#### Stated problem
Rewrite the lines starting at "Give the outline of every instance of the tree" and ending at "[[[41,156],[22,115],[0,110],[0,191],[21,181],[30,170],[40,173]]]", replacing "foliage" with "leaves" and leaving everything else unchanged.

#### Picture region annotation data
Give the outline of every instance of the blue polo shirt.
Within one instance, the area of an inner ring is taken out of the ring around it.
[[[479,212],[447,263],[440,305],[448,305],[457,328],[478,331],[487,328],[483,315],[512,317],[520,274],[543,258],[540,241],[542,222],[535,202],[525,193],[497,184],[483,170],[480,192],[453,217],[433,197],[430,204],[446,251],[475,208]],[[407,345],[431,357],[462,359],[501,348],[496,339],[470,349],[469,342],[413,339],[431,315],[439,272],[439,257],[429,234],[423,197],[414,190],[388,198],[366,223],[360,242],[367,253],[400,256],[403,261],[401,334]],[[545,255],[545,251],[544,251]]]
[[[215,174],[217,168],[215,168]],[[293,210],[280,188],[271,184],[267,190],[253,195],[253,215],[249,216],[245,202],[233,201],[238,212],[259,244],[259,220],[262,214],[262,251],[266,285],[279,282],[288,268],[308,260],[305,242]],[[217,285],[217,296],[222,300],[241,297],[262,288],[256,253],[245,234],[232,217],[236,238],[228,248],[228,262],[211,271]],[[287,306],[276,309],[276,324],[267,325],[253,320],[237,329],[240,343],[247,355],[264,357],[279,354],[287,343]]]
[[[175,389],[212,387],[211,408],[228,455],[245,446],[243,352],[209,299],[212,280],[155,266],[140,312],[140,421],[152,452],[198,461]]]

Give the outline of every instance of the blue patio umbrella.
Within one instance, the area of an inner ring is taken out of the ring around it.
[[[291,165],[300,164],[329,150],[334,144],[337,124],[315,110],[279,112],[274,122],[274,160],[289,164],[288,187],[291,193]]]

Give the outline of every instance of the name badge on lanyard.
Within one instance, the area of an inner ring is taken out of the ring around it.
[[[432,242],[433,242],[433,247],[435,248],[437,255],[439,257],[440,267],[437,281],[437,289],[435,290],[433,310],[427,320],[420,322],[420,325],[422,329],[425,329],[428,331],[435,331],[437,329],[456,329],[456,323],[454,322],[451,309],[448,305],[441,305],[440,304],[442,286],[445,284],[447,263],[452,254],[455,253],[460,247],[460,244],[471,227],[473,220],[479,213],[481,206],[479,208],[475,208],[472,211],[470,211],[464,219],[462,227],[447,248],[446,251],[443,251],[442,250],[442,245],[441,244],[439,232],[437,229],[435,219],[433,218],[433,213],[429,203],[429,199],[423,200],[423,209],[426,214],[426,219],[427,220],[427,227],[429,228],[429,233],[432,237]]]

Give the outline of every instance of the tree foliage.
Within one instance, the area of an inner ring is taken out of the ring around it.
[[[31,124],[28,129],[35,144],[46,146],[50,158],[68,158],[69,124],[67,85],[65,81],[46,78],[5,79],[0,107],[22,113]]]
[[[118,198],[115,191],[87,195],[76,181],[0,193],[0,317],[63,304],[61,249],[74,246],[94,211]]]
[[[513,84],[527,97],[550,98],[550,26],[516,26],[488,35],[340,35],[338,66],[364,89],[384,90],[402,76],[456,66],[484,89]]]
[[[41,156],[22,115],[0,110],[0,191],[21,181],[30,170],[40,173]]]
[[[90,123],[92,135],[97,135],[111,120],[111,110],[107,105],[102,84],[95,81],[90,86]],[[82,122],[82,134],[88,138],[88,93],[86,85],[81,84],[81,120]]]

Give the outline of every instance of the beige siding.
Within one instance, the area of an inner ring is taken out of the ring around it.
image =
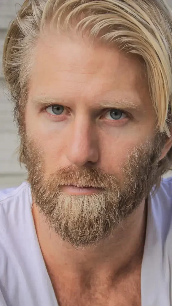
[[[15,12],[23,0],[0,0],[0,189],[17,186],[26,177],[21,169],[15,151],[19,144],[16,129],[13,123],[13,104],[3,92],[3,80],[2,74],[3,46],[7,29]],[[172,0],[169,0],[170,4]]]

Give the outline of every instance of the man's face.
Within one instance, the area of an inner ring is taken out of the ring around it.
[[[160,150],[144,68],[115,48],[49,32],[35,55],[21,137],[28,181],[54,230],[92,244],[155,183]]]

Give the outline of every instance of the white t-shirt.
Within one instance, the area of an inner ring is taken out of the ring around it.
[[[0,306],[58,306],[32,213],[28,185],[0,191]],[[172,306],[172,177],[148,204],[142,306]]]

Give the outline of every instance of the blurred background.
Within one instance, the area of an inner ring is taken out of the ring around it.
[[[2,73],[3,47],[8,25],[24,0],[0,0],[0,189],[19,186],[27,178],[15,153],[19,142],[13,122],[13,105],[8,97]],[[172,8],[172,0],[167,0]],[[17,4],[16,4],[17,2]],[[170,171],[167,176],[172,175]]]

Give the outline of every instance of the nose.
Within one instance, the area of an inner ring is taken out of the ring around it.
[[[87,163],[95,163],[99,159],[96,128],[90,121],[80,118],[70,127],[67,157],[73,165],[82,166]]]

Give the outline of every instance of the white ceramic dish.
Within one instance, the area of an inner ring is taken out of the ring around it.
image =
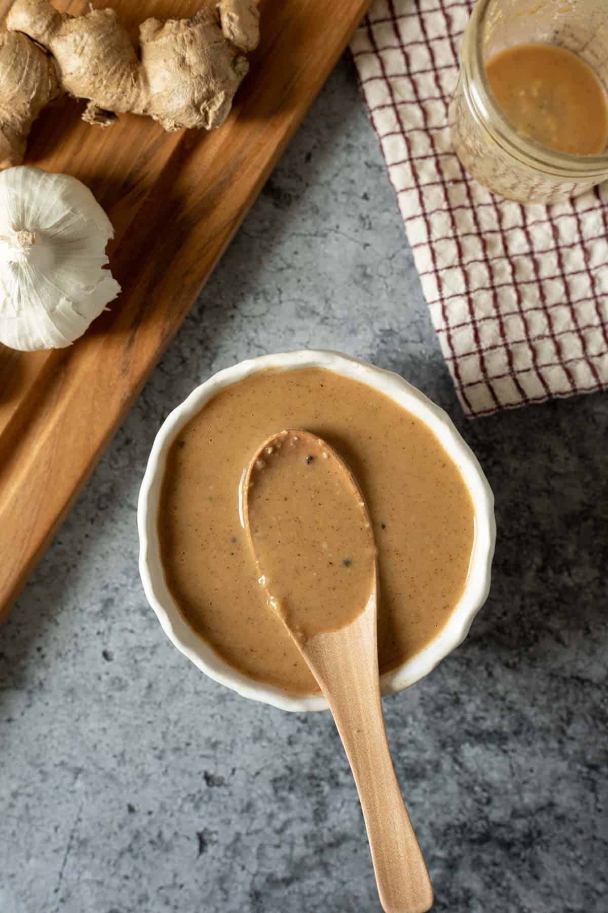
[[[333,352],[291,352],[242,362],[226,368],[193,390],[190,396],[165,419],[156,436],[144,475],[138,505],[139,531],[139,573],[146,596],[162,628],[172,643],[211,678],[238,691],[244,698],[262,700],[283,710],[323,710],[323,696],[303,697],[250,678],[224,662],[190,627],[171,596],[163,573],[158,537],[160,486],[167,452],[183,426],[220,390],[245,377],[270,369],[327,368],[351,377],[390,396],[417,415],[434,431],[444,448],[460,469],[475,508],[475,536],[469,576],[462,597],[448,624],[421,653],[381,678],[383,694],[392,694],[413,685],[467,636],[475,615],[489,589],[496,527],[494,498],[479,464],[454,427],[446,413],[397,374],[382,371],[366,362]]]

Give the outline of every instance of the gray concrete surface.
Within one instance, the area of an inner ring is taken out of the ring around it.
[[[208,680],[137,571],[162,419],[217,369],[300,346],[401,373],[496,492],[484,611],[385,700],[435,909],[606,910],[608,398],[462,417],[348,60],[0,630],[0,910],[379,910],[331,719]]]

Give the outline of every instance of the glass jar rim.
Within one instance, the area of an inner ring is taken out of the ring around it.
[[[492,92],[483,60],[483,35],[489,8],[493,0],[478,0],[465,30],[461,69],[463,90],[471,113],[489,131],[505,152],[522,164],[537,171],[570,180],[605,178],[608,150],[599,155],[575,155],[549,149],[536,140],[521,136],[504,116]]]

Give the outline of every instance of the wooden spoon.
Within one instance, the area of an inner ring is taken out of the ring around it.
[[[344,461],[307,431],[265,441],[241,485],[242,521],[269,604],[327,698],[346,752],[386,913],[433,890],[390,757],[378,679],[376,547]]]

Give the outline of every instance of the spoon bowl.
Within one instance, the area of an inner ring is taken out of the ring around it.
[[[376,547],[361,490],[326,442],[296,429],[258,448],[243,473],[240,503],[270,609],[286,625],[334,716],[383,908],[424,913],[433,891],[386,741]]]

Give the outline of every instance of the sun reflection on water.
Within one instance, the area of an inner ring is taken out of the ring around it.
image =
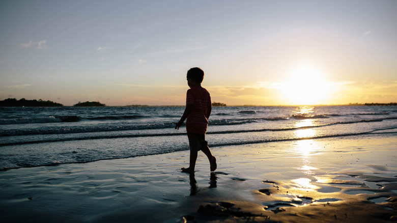
[[[316,190],[320,187],[311,184],[311,180],[307,178],[299,178],[292,180],[292,182],[295,183],[297,187],[304,190]]]

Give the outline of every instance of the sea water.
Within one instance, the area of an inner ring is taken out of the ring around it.
[[[0,107],[0,170],[189,149],[184,107]],[[397,136],[395,106],[213,107],[211,148],[306,138]]]

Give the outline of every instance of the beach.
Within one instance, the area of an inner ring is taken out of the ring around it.
[[[2,222],[389,222],[395,133],[211,148],[5,170]]]

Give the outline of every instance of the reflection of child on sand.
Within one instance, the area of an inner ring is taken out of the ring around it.
[[[186,78],[190,88],[186,93],[186,107],[181,120],[175,126],[176,129],[179,129],[187,118],[186,131],[190,147],[190,165],[187,168],[183,168],[182,171],[194,174],[197,152],[201,150],[208,158],[210,170],[213,172],[216,169],[216,159],[212,155],[205,140],[208,118],[212,107],[210,93],[201,87],[204,72],[197,67],[191,68],[187,71]]]

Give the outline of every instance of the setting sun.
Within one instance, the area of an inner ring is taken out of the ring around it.
[[[282,85],[284,97],[291,104],[315,104],[323,103],[329,90],[323,73],[316,67],[302,64],[291,72]]]

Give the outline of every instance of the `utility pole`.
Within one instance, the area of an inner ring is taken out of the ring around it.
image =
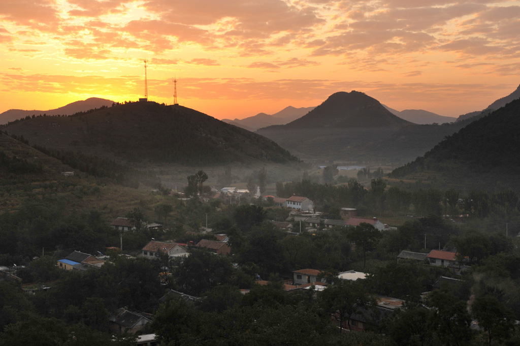
[[[145,59],[145,98],[148,98],[148,81],[146,75],[146,68],[148,67],[148,60]]]

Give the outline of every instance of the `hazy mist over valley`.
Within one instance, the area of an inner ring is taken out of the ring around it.
[[[0,346],[520,344],[518,28],[0,1]]]

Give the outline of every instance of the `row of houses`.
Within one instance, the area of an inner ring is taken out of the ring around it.
[[[294,219],[296,222],[301,222],[303,226],[306,227],[316,228],[321,227],[324,228],[330,228],[333,227],[356,227],[363,223],[368,223],[373,226],[376,229],[384,230],[385,225],[378,220],[377,217],[350,217],[347,220],[336,220],[329,219],[321,219],[318,217],[307,217],[306,216],[291,216],[288,220]],[[290,222],[280,222],[271,221],[272,224],[280,228],[288,231],[291,230],[292,224]]]

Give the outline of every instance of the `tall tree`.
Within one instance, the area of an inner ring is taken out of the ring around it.
[[[370,224],[362,222],[350,230],[349,239],[356,247],[363,252],[363,270],[367,265],[367,252],[375,248],[378,241],[383,236],[381,233]]]
[[[350,317],[354,314],[366,313],[371,303],[375,306],[366,290],[357,281],[339,280],[323,290],[319,295],[323,308],[328,311],[340,325],[340,333],[343,331],[345,321],[348,329],[352,330]]]
[[[487,334],[489,346],[493,340],[508,338],[514,328],[513,310],[490,293],[477,296],[471,304],[471,312],[478,326]]]

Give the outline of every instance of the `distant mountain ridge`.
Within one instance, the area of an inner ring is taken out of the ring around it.
[[[0,125],[7,124],[10,121],[21,119],[27,116],[45,114],[47,116],[65,115],[70,116],[78,112],[84,112],[94,108],[101,107],[109,107],[114,103],[113,101],[98,97],[90,97],[82,101],[76,101],[72,103],[56,108],[48,110],[24,110],[22,109],[9,109],[0,113]]]
[[[456,118],[439,116],[424,109],[405,109],[399,111],[391,108],[385,105],[383,105],[383,106],[401,119],[405,119],[414,124],[419,125],[434,123],[444,124],[453,122],[457,120]]]
[[[31,145],[127,162],[189,165],[297,162],[272,140],[180,106],[116,105],[68,117],[37,117],[7,125]]]
[[[224,122],[245,129],[248,131],[256,131],[261,127],[271,125],[283,125],[298,119],[308,113],[315,107],[301,107],[296,108],[292,106],[285,107],[273,114],[258,113],[256,116],[244,118],[243,119],[222,119]]]
[[[483,110],[472,112],[471,113],[460,116],[459,118],[457,118],[457,121],[461,121],[462,120],[465,120],[466,119],[469,119],[470,118],[474,117],[476,117],[474,119],[474,120],[476,120],[489,114],[489,113],[493,110],[496,110],[501,107],[504,107],[506,105],[506,104],[517,98],[520,98],[520,85],[518,85],[518,87],[516,88],[516,89],[514,92],[506,96],[501,97],[498,100],[495,100],[491,105],[489,105],[489,106],[486,107],[486,108]]]
[[[335,93],[302,118],[278,128],[399,129],[410,124],[393,114],[375,98],[353,91]]]
[[[422,178],[434,172],[436,181],[440,176],[451,186],[490,189],[500,181],[520,189],[519,133],[520,99],[515,99],[447,137],[390,176]]]

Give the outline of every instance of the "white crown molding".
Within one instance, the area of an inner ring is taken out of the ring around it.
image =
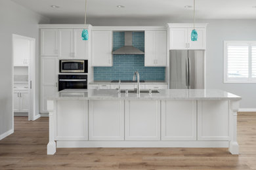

#### Answer below
Give the outline of every instance of the tree leaves.
Within one instance, the area of an inner ring is taken out of the ring around it.
[[[31,124],[28,129],[35,144],[46,146],[50,158],[68,158],[69,124],[67,85],[65,81],[46,78],[5,79],[0,107],[22,113]]]
[[[118,198],[115,191],[87,195],[76,181],[0,193],[0,317],[63,304],[61,249],[74,246],[94,211]]]
[[[513,84],[527,97],[550,98],[550,26],[516,26],[488,35],[340,35],[338,66],[364,89],[384,90],[402,76],[456,66],[484,89]]]
[[[41,156],[22,115],[0,110],[0,191],[21,181],[30,170],[40,173]]]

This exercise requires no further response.